#### TEXTO PROPORCIONADO:

Con el tiempo, uno aprende una cosa: la vida no tiene sentido, pero los hombres consiguen dárselo a veces. Cuando aman, cuando crean. Cuando buscan la verdad, encuentran la belleza, disciernen el bien. ¿Que no es fácil? Por lo que toca al bien, parece casi imposible.Pero el 6 de junio de 1944, para los adolescentes que éramos, todo era sencillo. Milagrosamente sencillo. El mal era el nazismo. Bastaba con combatirlo para identificarse con el Bien. Hitler era un proveedor de sentido. No sabíamos que momentos de semejante pureza serían después tan escasos.

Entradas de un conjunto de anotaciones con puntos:

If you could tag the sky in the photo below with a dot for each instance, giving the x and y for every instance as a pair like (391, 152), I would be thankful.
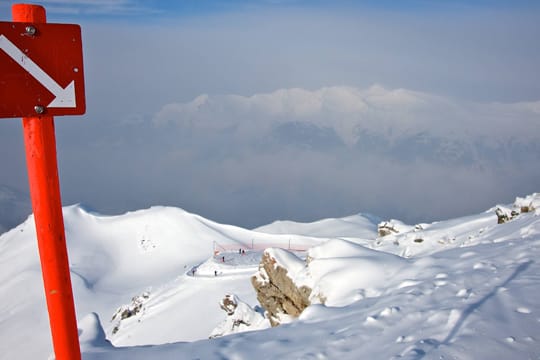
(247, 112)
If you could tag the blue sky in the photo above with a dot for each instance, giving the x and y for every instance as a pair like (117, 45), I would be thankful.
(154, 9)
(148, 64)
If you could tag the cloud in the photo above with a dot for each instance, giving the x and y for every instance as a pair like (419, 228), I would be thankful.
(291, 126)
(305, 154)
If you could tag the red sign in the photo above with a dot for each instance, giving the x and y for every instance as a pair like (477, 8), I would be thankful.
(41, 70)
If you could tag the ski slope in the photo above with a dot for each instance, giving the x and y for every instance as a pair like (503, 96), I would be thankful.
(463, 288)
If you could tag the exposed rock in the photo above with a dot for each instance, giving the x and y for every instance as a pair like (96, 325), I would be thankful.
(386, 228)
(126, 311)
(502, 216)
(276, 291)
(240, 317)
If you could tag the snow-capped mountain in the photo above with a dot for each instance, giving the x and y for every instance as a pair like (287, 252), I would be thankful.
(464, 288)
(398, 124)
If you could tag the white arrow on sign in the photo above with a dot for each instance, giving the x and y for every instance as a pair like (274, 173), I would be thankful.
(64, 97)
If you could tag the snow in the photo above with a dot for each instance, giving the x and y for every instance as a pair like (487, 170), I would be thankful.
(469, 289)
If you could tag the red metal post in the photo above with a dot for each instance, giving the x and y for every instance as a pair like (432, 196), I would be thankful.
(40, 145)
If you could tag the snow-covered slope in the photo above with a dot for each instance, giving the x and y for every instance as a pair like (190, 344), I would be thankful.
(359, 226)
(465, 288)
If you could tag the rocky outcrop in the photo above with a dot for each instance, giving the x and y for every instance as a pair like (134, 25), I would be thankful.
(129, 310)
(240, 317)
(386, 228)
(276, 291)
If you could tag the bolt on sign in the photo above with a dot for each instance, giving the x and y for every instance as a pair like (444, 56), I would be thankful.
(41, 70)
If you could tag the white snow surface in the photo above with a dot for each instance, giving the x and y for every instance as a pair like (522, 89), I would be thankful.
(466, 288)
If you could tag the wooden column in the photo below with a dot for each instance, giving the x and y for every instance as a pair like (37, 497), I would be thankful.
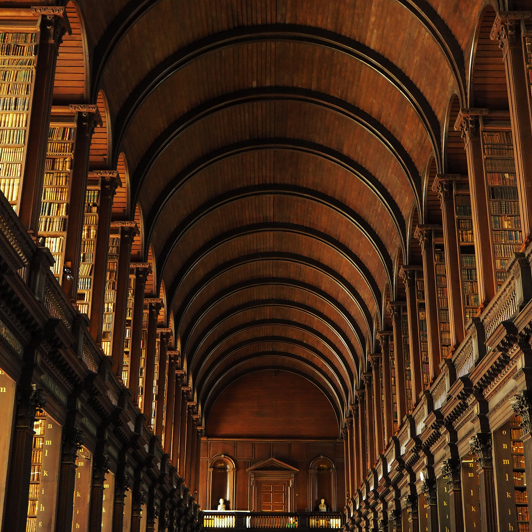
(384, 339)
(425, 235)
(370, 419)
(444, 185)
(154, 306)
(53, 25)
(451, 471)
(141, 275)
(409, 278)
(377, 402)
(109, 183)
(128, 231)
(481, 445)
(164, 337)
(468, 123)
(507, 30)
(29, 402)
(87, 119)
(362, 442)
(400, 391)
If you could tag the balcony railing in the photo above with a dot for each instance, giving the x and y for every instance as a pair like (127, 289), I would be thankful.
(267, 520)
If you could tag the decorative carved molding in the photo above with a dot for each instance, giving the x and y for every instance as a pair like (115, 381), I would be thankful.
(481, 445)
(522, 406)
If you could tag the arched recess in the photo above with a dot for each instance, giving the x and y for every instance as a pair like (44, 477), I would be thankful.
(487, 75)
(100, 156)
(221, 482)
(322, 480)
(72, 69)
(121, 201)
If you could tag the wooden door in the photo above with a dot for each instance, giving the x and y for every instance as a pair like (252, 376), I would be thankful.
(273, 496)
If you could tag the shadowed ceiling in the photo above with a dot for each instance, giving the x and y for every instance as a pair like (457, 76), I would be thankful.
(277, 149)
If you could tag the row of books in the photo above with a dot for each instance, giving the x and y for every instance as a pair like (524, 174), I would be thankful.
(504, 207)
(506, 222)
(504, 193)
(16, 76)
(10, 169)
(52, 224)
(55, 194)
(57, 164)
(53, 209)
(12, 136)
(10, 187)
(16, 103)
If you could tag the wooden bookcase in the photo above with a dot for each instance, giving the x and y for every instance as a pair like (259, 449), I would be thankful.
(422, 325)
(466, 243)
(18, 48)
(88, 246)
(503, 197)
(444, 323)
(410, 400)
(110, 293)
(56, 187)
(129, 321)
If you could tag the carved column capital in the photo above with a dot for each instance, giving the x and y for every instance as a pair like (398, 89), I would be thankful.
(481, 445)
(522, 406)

#### LO QUE SE PIDE:
¿Puedes reescribir el texto sobre el sentido de la vida desde "Con el tiempo, uno" hasta "después tan escasos.", ambos incluidos, con "jóvenes" en lugar de "adolescentes"?

#### RESPUESTA:
Con el tiempo, uno aprende una cosa: la vida no tiene sentido, pero los hombres consiguen dárselo a veces. Cuando aman, cuando crean. Cuando buscan la verdad, encuentran la belleza, disciernen el bien. ¿Que no es fácil? Por lo que toca al bien, parece casi imposible.Pero el 6 de junio de 1944, para los jóvenes que éramos, todo era sencillo. Milagrosamente sencillo. El mal era el nazismo. Bastaba con combatirlo para identificarse con el Bien. Hitler era un proveedor de sentido. No sabíamos que momentos de semejante pureza serían después tan escasos.